§ **TASK INPUTS**
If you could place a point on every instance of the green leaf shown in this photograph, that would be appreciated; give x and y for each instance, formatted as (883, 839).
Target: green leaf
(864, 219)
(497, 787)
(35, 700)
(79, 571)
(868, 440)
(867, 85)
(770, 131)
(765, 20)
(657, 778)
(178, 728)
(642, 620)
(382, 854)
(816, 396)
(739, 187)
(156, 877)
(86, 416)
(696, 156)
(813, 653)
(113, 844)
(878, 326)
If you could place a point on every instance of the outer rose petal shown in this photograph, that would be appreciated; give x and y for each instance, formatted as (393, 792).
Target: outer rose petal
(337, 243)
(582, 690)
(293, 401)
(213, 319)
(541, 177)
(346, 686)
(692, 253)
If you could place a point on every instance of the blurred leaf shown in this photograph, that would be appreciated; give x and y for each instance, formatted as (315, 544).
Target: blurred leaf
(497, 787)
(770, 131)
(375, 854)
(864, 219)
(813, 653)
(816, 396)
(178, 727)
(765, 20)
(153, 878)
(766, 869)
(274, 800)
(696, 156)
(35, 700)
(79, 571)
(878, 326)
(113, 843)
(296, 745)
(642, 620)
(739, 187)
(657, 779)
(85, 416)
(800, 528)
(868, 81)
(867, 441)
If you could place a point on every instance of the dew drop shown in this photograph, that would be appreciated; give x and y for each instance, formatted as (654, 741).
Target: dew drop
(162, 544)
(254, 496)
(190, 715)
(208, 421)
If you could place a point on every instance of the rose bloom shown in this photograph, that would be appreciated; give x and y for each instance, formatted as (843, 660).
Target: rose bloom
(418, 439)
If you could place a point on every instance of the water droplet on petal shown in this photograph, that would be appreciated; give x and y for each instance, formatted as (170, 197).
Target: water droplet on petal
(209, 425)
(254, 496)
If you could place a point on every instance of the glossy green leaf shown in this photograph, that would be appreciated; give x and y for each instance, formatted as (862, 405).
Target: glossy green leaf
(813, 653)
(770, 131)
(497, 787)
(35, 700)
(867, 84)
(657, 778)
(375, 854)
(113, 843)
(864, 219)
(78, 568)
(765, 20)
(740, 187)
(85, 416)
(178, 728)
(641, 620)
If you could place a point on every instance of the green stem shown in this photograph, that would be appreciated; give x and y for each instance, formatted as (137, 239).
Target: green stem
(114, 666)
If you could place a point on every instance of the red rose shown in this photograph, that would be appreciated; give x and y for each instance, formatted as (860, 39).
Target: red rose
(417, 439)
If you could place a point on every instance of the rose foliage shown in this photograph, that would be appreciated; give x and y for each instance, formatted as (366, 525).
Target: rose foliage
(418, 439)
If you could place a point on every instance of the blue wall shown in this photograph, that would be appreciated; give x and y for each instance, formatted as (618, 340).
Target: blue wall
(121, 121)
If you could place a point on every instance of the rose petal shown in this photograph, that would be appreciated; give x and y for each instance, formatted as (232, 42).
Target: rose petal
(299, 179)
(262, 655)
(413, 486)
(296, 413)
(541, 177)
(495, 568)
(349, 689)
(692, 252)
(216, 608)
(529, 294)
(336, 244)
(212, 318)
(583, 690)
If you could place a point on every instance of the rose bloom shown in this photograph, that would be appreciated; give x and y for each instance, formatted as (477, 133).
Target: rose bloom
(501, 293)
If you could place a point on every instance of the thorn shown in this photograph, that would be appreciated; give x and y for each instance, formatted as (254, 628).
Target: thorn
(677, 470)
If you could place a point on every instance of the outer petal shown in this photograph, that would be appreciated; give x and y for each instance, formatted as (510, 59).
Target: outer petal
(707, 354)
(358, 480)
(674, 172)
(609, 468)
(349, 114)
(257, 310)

§ **PROBLEM TO SOLVE**
Leave out every line ahead of the one containing "as (366, 525)." and print the rest of the listing exactly.

§ **RESULT OF THE TASK**
If you could place a point on every instance of the rose foliage shown in this photograph, that would be appreciated; give x and y for each instance, formatted as (366, 525).
Target: rose foliage
(418, 439)
If you could place a point on every instance of the blue wall shown in this photograph, that would be appreciated; give x and y for each instance, formatted as (618, 340).
Target: blue wall
(121, 121)
If you could place a point on every instance of the rose petal shown in this photograph, that would be appreciated; give x and y for each instance, formatted as (232, 42).
Target: rose petal
(299, 179)
(262, 655)
(413, 486)
(296, 413)
(541, 177)
(495, 568)
(349, 689)
(692, 252)
(216, 608)
(529, 294)
(336, 244)
(212, 318)
(583, 690)
If you could place a point on every instance of the rose bloom shown in this photograph, that would be appreciated; give x and y for each instance, formatted as (477, 133).
Target: rose bloom
(501, 293)
If you could place a point on every instance of the thorn shown in this photograph, that would be appreciated; give x and y for each instance, formatted as (254, 628).
Target: thorn
(677, 470)
If you could place a point on every instance of the outer petal shown in this photograph, that would be appreciated; give x and y for each instance, formatted as (510, 59).
Target: outer petal
(707, 354)
(358, 480)
(674, 172)
(609, 468)
(349, 114)
(257, 310)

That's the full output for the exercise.